## EXERCISE PROMPT
Look through the data below and extract, unchanged, the lines from the one that contains "Return one point per instance of the yellow" to the one that contains "Return one point per instance of the thin", both included.

## DATA FOR THIS TASK
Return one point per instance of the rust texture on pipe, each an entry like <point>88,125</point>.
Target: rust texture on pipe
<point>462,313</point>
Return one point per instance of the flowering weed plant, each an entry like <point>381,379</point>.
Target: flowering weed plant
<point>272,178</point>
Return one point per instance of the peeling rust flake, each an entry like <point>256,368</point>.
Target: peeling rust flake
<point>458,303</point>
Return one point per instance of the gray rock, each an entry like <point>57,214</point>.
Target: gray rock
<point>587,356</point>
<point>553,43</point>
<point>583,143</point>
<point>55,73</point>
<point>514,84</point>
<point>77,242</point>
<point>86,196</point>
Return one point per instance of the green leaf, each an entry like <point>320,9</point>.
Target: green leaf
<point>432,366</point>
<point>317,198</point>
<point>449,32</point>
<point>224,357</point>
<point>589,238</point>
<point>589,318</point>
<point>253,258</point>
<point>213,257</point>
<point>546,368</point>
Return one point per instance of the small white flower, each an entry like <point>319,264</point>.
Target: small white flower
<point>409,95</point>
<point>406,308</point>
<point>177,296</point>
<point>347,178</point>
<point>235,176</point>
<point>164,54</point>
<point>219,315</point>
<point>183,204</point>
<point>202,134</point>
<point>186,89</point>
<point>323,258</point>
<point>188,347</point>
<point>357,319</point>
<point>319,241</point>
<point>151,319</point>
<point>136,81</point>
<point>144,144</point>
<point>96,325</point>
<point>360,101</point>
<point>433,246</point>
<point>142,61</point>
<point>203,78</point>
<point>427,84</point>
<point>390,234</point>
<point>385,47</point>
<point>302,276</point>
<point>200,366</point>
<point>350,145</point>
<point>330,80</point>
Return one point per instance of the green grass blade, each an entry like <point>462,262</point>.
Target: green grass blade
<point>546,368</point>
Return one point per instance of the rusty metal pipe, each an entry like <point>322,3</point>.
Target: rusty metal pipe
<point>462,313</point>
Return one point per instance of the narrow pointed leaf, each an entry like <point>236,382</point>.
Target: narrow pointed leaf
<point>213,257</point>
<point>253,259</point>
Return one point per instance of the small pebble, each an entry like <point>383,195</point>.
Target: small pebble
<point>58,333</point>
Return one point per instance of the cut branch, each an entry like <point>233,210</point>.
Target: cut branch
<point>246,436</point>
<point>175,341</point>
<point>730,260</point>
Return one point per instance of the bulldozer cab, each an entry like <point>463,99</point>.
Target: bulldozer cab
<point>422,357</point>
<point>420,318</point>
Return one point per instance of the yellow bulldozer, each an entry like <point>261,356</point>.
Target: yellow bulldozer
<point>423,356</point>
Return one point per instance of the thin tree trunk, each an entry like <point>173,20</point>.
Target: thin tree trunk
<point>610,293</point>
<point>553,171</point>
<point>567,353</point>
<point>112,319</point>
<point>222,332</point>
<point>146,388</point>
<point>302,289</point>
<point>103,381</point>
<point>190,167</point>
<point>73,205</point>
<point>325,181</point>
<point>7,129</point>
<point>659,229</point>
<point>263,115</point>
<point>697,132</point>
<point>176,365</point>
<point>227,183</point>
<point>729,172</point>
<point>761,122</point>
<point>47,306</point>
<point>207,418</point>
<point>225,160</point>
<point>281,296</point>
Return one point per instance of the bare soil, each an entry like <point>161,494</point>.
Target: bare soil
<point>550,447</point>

## EXERCISE RESULT
Return one point per instance of the yellow bulldozer, each an entry like <point>261,356</point>.
Target: yellow bulldozer
<point>423,356</point>
Return one point per instance of the thin tree trunk, each an entry like <point>173,20</point>.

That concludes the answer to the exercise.